*** KUTIPAN DOKUMEN

Hajatan tersebut tak hanya menampilkan megabintang seperti Lana Del Rey, The National, The Strokes, Beck, Kacey Musgraves, Brockhampton, hingga Tyler, The Creator. Musisi muda yang menghasilkan album-album gemilang seperti Black Midi, Boy Harsher, Lingua Ignota, 100 Gecs, dan Otoboke Beaver pun akan terbang ke Spanyol bulan Juni nanti.

Dan di atas semuanya, jika kamu jeli, kamu akan mendapati satu nama yang menggemparkan di tengah rombongan tersebut. Sambutlah, satu-satunya perwakilan Indonesia di Primavera Sound: Gabber Modus Operandi.

******
*** DATA MASUKAN

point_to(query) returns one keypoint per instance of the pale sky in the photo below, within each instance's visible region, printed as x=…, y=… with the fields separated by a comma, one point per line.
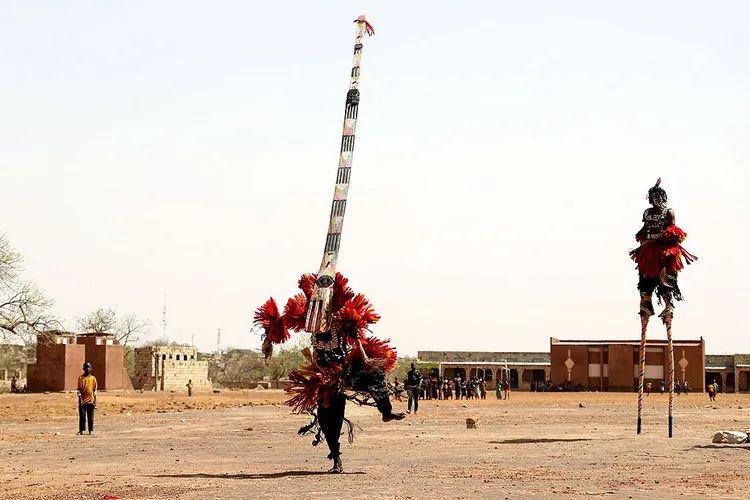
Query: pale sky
x=504, y=151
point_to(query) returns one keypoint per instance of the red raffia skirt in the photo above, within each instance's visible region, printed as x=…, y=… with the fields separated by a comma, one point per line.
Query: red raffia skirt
x=665, y=253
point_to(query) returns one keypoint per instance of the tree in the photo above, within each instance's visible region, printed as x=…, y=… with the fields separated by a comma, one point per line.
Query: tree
x=24, y=309
x=284, y=361
x=126, y=329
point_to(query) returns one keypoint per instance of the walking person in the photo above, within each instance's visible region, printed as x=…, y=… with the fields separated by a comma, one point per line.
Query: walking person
x=413, y=386
x=86, y=399
x=712, y=388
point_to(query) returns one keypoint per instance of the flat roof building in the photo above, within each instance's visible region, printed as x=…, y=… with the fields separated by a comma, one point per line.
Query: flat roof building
x=614, y=365
x=596, y=365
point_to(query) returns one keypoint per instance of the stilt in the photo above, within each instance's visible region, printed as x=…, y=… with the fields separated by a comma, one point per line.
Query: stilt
x=642, y=373
x=668, y=324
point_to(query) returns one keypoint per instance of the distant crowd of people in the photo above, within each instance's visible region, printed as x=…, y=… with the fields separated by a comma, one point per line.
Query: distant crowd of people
x=420, y=387
x=680, y=386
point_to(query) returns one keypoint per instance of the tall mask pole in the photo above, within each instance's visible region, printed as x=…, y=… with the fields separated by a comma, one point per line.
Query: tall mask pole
x=319, y=305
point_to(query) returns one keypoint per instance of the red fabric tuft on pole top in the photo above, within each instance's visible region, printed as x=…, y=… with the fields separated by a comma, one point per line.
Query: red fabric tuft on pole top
x=368, y=27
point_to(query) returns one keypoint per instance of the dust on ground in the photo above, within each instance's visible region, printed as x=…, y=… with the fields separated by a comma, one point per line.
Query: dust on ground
x=242, y=444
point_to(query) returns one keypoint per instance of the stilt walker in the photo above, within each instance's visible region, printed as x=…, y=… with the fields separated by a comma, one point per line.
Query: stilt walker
x=346, y=362
x=659, y=257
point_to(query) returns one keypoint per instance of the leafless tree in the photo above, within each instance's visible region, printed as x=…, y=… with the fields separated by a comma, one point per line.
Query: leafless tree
x=24, y=309
x=126, y=329
x=130, y=328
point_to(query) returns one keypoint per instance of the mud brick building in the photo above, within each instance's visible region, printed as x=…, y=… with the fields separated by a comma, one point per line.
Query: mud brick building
x=168, y=368
x=595, y=365
x=60, y=356
x=730, y=371
x=521, y=369
x=107, y=359
x=614, y=365
x=58, y=363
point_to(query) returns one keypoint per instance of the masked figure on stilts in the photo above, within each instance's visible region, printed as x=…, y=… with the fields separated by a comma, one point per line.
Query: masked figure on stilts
x=659, y=257
x=346, y=362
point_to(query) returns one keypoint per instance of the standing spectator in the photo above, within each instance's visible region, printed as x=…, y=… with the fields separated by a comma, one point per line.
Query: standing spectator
x=713, y=388
x=397, y=389
x=86, y=399
x=412, y=384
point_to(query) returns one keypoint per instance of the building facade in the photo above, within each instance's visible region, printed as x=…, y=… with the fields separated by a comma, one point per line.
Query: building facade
x=521, y=369
x=730, y=371
x=59, y=360
x=614, y=365
x=60, y=357
x=595, y=365
x=169, y=368
x=107, y=359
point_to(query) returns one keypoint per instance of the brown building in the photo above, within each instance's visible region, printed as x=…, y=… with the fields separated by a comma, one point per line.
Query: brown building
x=58, y=363
x=60, y=357
x=522, y=369
x=730, y=371
x=168, y=368
x=613, y=365
x=107, y=359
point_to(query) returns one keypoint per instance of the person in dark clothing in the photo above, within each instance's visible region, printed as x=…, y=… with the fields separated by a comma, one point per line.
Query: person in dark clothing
x=413, y=384
x=87, y=389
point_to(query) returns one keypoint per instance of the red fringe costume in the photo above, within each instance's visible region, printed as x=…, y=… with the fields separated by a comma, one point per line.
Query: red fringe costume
x=663, y=253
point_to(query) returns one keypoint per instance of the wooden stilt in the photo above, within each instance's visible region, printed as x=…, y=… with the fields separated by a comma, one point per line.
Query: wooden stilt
x=642, y=373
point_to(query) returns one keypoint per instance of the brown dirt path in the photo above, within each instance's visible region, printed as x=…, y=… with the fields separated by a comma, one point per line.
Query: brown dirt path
x=532, y=445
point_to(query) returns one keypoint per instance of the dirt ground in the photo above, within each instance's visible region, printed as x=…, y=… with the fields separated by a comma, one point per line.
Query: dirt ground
x=244, y=445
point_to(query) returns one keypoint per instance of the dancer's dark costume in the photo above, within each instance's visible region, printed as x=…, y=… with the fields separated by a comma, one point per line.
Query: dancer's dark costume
x=345, y=363
x=659, y=258
x=660, y=255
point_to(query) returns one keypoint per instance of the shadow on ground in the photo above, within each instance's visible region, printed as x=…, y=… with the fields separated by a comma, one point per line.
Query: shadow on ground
x=539, y=440
x=719, y=447
x=268, y=475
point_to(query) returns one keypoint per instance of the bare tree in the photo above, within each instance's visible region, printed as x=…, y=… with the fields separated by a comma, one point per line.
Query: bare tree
x=24, y=309
x=126, y=329
x=130, y=328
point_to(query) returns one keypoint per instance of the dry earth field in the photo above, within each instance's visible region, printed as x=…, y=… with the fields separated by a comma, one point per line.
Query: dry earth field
x=243, y=445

******

== YANG DIMINTA ==
1. Di dalam data masukan, tulis ulang baris-baris dari baris yang memuat "the red fabric" sampai baris yang memuat "x=368, y=27". Ganti "red fabric tuft" dengan "red cloth tuft" dan biarkan bagian lainnya tetap sama.
2. Lanjutkan tulisan tentang deretan penampil Primavera Sound itu mulai dari kalimat terakhirnya.

== KUNCI JAWABAN ==
1.
point_to(query) returns one keypoint per instance of the red cloth tuft on pole top in the photo above, within each instance's visible region, printed as x=…, y=… with the fields separated by a comma, one point per line.
Query: red cloth tuft on pole top
x=368, y=27

2.
Selama dua tahun terakhir, Gabber Modus Operandi telah menggemparkan panggung-panggung lokal maupun mancanegara dengan musik elektronik mereka yang rancak. Racikan joget galak mereka telah mengambyarkan venue pilih tanding seperti Unsound di Polandia, Boiler Room Session di Nyege Nyege Festival Uganda, serta CTM Festival di Berghain, Ka’bah-nya musik techno.

Alkisah, Kasimyn (DJ, produser) dan Ican Harem (MC) bekerjasama sejak Kasimyn jadi DJ langganan di konser-konser punk bawah tanah Denpasar, Bali. Selagi Kasimyn memainkan seleksinya dengan BPM luar biasa cepat dan volume memekakkan telinga, Ican bakal merebut mic dan berimprovisasi.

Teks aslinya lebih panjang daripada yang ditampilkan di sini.